As the Commission’s media release continued to explain, the allegations focused on false and misleading statements across investor presentations, product demonstrations and media articles claiming that the “portable blood analyzer – could conduct comprehensive blood tests from finger drops of blood, revolutionizing the blood testing industry.”

Theranos, Holmes and Balwani had also claimed that company products were used to effect by the US Department of Defense in Afghanistan and on medevac helicopters.  This fabulous fib was complete by assertions that $100 million in revenue would flow back to the company.  In the Commission’s words, “Theranos’ technology was never deployed by the US Department of Defense and generated a little more than $100,000 in revenue from operations in 2014.”

After a trial lasting a month, Holmes was found guilty on three counts of wire fraud and one of conspiracy. She was found not guilty on four other counts, and the jury failed to reach a unanimous verdict on the remaining three counts.  This month, she received a prison sentence of 11 years and three months.  (Lawyers for the government had asked for 15 years.)

* **INFORMATION**:
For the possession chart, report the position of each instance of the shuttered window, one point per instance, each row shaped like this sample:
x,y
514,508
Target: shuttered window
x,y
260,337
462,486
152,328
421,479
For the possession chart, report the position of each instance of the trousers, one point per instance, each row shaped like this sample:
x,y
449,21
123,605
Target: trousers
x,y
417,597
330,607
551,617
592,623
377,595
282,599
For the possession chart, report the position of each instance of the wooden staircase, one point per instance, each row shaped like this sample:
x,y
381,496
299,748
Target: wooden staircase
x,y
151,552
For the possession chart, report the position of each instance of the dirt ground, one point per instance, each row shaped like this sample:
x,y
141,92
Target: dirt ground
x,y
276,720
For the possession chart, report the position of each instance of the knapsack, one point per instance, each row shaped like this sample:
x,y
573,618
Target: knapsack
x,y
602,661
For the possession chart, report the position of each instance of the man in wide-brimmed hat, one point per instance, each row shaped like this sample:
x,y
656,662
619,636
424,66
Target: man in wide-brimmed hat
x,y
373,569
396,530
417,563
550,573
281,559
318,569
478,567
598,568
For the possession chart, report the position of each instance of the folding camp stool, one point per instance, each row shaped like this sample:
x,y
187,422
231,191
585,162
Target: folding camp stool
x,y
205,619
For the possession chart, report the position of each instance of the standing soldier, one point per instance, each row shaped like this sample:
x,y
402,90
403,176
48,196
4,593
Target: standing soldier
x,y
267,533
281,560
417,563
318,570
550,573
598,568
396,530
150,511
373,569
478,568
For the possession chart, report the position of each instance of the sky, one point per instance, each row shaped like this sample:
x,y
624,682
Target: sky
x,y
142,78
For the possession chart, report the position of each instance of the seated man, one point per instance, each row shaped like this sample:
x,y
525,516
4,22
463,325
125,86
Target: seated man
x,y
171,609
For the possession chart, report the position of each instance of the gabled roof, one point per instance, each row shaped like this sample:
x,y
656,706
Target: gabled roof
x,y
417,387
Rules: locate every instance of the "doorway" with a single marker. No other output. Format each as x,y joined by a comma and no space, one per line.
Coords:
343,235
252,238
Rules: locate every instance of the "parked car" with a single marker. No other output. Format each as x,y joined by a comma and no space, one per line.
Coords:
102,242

...

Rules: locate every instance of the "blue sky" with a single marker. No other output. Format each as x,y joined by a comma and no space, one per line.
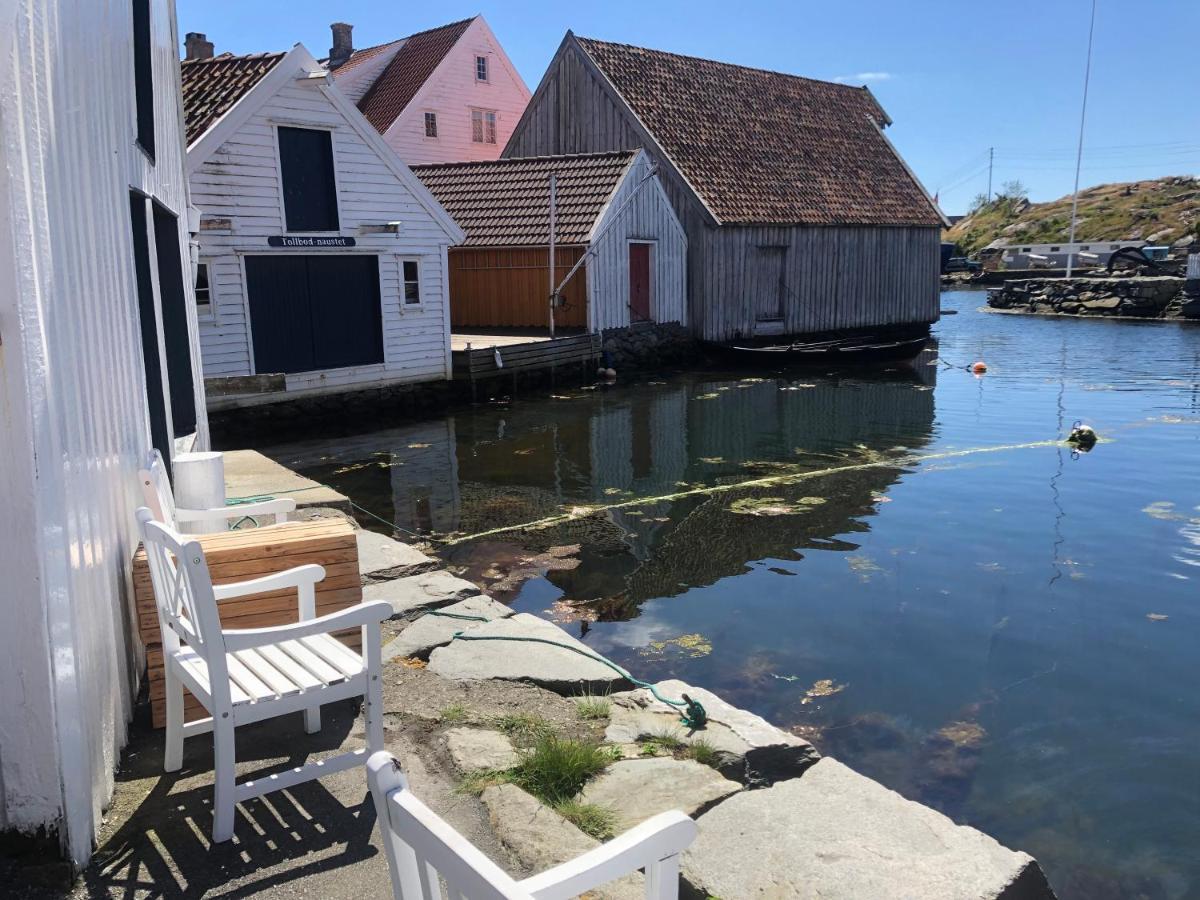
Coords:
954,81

* **PROBLEM TO WORK ON**:
Write out everything in the passage on the Theranos fraud case from "Theranos, Holmes and" down to "for 15 years.)". The material has no role in this exercise.

* **OUTPUT FOR THIS TASK**:
Theranos, Holmes and Balwani had also claimed that company products were used to effect by the US Department of Defense in Afghanistan and on medevac helicopters.  This fabulous fib was complete by assertions that $100 million in revenue would flow back to the company.  In the Commission’s words, “Theranos’ technology was never deployed by the US Department of Defense and generated a little more than $100,000 in revenue from operations in 2014.”

After a trial lasting a month, Holmes was found guilty on three counts of wire fraud and one of conspiracy. She was found not guilty on four other counts, and the jury failed to reach a unanimous verdict on the remaining three counts.  This month, she received a prison sentence of 11 years and three months.  (Lawyers for the government had asked for 15 years.)